Named-object pointing rows:
-- START --

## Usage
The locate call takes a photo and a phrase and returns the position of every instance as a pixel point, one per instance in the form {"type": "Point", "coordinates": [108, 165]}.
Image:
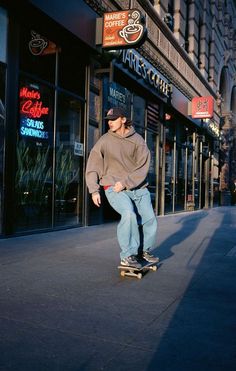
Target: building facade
{"type": "Point", "coordinates": [56, 83]}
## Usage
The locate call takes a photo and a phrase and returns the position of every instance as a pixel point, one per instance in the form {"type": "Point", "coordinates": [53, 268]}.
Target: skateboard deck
{"type": "Point", "coordinates": [137, 272]}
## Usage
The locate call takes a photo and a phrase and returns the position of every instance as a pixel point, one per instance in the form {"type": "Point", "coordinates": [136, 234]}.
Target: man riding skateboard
{"type": "Point", "coordinates": [119, 163]}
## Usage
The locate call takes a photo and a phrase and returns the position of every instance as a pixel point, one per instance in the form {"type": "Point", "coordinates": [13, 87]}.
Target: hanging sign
{"type": "Point", "coordinates": [123, 29]}
{"type": "Point", "coordinates": [202, 107]}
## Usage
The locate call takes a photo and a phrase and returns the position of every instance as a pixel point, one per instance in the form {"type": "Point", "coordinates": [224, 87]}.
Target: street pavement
{"type": "Point", "coordinates": [65, 307]}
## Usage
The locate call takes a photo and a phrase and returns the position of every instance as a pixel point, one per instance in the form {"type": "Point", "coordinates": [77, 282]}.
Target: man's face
{"type": "Point", "coordinates": [116, 124]}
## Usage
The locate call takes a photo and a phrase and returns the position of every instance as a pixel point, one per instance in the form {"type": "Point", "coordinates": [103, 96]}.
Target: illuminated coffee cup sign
{"type": "Point", "coordinates": [202, 107]}
{"type": "Point", "coordinates": [123, 29]}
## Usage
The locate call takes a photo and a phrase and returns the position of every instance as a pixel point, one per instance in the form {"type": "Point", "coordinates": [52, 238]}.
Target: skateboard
{"type": "Point", "coordinates": [137, 272]}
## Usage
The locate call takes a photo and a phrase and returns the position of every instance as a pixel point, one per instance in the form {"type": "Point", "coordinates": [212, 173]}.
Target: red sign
{"type": "Point", "coordinates": [202, 107]}
{"type": "Point", "coordinates": [123, 29]}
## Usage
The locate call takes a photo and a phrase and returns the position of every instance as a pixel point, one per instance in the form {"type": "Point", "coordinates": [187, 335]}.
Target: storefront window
{"type": "Point", "coordinates": [71, 70]}
{"type": "Point", "coordinates": [69, 162]}
{"type": "Point", "coordinates": [138, 118]}
{"type": "Point", "coordinates": [2, 130]}
{"type": "Point", "coordinates": [115, 95]}
{"type": "Point", "coordinates": [33, 182]}
{"type": "Point", "coordinates": [3, 35]}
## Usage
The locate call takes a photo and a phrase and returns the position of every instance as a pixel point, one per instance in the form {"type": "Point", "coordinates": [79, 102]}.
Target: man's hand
{"type": "Point", "coordinates": [118, 187]}
{"type": "Point", "coordinates": [96, 199]}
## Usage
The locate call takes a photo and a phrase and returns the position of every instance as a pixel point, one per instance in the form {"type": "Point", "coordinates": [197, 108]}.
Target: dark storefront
{"type": "Point", "coordinates": [55, 87]}
{"type": "Point", "coordinates": [43, 97]}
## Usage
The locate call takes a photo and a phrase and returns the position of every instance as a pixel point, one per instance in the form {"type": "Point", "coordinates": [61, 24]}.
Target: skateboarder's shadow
{"type": "Point", "coordinates": [189, 224]}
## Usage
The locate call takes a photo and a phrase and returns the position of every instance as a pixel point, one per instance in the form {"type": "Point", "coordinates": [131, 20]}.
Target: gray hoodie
{"type": "Point", "coordinates": [116, 158]}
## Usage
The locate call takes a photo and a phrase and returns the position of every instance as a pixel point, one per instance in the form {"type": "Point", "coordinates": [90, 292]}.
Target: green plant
{"type": "Point", "coordinates": [33, 174]}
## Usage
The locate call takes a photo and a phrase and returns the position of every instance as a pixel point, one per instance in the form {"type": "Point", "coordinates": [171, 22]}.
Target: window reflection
{"type": "Point", "coordinates": [69, 161]}
{"type": "Point", "coordinates": [33, 181]}
{"type": "Point", "coordinates": [2, 124]}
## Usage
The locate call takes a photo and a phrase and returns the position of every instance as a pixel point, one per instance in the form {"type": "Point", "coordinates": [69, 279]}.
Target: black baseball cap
{"type": "Point", "coordinates": [114, 113]}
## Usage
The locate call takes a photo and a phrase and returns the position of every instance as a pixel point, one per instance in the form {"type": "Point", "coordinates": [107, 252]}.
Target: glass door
{"type": "Point", "coordinates": [2, 139]}
{"type": "Point", "coordinates": [68, 162]}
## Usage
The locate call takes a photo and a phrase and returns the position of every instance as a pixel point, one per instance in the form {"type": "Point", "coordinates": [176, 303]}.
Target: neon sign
{"type": "Point", "coordinates": [33, 113]}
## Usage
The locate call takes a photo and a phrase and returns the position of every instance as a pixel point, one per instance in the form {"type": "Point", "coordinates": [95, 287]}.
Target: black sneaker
{"type": "Point", "coordinates": [131, 261]}
{"type": "Point", "coordinates": [150, 258]}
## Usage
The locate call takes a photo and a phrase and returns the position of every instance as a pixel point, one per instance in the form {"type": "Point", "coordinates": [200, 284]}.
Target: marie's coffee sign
{"type": "Point", "coordinates": [123, 29]}
{"type": "Point", "coordinates": [202, 107]}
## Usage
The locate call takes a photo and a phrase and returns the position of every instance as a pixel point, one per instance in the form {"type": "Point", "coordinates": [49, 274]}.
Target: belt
{"type": "Point", "coordinates": [106, 187]}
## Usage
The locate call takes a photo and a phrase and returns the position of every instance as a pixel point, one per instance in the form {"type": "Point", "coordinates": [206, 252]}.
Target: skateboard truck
{"type": "Point", "coordinates": [137, 272]}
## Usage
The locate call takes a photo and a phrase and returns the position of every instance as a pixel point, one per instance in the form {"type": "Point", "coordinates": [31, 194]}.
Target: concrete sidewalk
{"type": "Point", "coordinates": [64, 306]}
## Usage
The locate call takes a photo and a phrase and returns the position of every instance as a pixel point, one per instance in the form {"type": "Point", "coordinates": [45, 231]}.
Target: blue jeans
{"type": "Point", "coordinates": [136, 210]}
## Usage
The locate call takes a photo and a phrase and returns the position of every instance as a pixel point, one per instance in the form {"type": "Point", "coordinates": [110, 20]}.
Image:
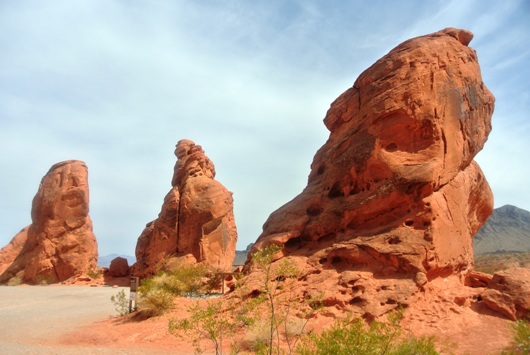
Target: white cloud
{"type": "Point", "coordinates": [117, 84]}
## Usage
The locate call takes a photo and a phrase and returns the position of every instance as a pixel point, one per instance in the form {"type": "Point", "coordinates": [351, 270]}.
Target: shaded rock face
{"type": "Point", "coordinates": [119, 267]}
{"type": "Point", "coordinates": [196, 223]}
{"type": "Point", "coordinates": [394, 196]}
{"type": "Point", "coordinates": [508, 292]}
{"type": "Point", "coordinates": [59, 243]}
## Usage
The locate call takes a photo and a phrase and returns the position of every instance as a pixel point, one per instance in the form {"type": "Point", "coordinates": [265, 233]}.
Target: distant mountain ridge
{"type": "Point", "coordinates": [506, 231]}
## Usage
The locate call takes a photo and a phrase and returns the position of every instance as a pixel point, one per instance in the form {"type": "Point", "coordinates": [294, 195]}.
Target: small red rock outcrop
{"type": "Point", "coordinates": [508, 292]}
{"type": "Point", "coordinates": [59, 244]}
{"type": "Point", "coordinates": [196, 223]}
{"type": "Point", "coordinates": [394, 196]}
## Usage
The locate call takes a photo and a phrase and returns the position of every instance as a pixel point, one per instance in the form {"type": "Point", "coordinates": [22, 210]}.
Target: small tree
{"type": "Point", "coordinates": [278, 286]}
{"type": "Point", "coordinates": [121, 303]}
{"type": "Point", "coordinates": [352, 336]}
{"type": "Point", "coordinates": [210, 323]}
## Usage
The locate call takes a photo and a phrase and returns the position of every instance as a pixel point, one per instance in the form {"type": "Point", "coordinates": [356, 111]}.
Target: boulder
{"type": "Point", "coordinates": [119, 267]}
{"type": "Point", "coordinates": [196, 223]}
{"type": "Point", "coordinates": [394, 196]}
{"type": "Point", "coordinates": [59, 244]}
{"type": "Point", "coordinates": [508, 292]}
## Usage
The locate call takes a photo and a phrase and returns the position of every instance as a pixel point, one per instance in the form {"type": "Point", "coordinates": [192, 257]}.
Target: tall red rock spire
{"type": "Point", "coordinates": [196, 223]}
{"type": "Point", "coordinates": [59, 244]}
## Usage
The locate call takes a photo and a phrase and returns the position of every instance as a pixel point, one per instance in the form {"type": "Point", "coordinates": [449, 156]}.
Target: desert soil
{"type": "Point", "coordinates": [75, 320]}
{"type": "Point", "coordinates": [80, 320]}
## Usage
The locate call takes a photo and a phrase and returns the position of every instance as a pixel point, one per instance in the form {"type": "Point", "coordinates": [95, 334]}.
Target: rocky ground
{"type": "Point", "coordinates": [79, 320]}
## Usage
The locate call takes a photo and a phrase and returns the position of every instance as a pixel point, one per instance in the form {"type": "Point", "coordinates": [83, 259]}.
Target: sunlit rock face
{"type": "Point", "coordinates": [59, 244]}
{"type": "Point", "coordinates": [394, 196]}
{"type": "Point", "coordinates": [196, 223]}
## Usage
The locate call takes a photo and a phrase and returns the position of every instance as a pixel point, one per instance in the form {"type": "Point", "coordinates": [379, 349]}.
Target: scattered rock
{"type": "Point", "coordinates": [119, 267]}
{"type": "Point", "coordinates": [59, 244]}
{"type": "Point", "coordinates": [394, 196]}
{"type": "Point", "coordinates": [196, 223]}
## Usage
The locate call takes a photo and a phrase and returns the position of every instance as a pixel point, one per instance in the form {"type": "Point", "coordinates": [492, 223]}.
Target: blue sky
{"type": "Point", "coordinates": [117, 84]}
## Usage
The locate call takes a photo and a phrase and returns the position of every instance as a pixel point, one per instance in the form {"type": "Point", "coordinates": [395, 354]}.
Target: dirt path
{"type": "Point", "coordinates": [41, 319]}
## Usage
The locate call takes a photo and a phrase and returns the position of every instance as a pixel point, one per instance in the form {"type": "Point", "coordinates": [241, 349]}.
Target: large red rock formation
{"type": "Point", "coordinates": [394, 196]}
{"type": "Point", "coordinates": [59, 244]}
{"type": "Point", "coordinates": [196, 223]}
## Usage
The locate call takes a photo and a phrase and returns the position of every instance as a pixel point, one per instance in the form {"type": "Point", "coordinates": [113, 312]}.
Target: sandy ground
{"type": "Point", "coordinates": [69, 320]}
{"type": "Point", "coordinates": [80, 320]}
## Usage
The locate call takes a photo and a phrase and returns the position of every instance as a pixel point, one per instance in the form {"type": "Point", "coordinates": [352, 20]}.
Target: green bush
{"type": "Point", "coordinates": [521, 339]}
{"type": "Point", "coordinates": [156, 294]}
{"type": "Point", "coordinates": [155, 303]}
{"type": "Point", "coordinates": [353, 336]}
{"type": "Point", "coordinates": [181, 280]}
{"type": "Point", "coordinates": [205, 323]}
{"type": "Point", "coordinates": [121, 303]}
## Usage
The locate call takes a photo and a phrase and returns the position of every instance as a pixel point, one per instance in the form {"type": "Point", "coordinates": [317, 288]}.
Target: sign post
{"type": "Point", "coordinates": [133, 296]}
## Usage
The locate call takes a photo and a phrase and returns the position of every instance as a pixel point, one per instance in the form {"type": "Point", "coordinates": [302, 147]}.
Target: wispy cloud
{"type": "Point", "coordinates": [117, 84]}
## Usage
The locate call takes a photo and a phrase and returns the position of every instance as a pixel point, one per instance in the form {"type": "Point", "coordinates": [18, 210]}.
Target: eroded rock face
{"type": "Point", "coordinates": [196, 223]}
{"type": "Point", "coordinates": [119, 267]}
{"type": "Point", "coordinates": [508, 293]}
{"type": "Point", "coordinates": [59, 243]}
{"type": "Point", "coordinates": [394, 196]}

-- END --

--- What is asked ---
List every line in the rows above that contains the word "ground".

--- Written solution ---
Target: rocky ground
Target: sandy ground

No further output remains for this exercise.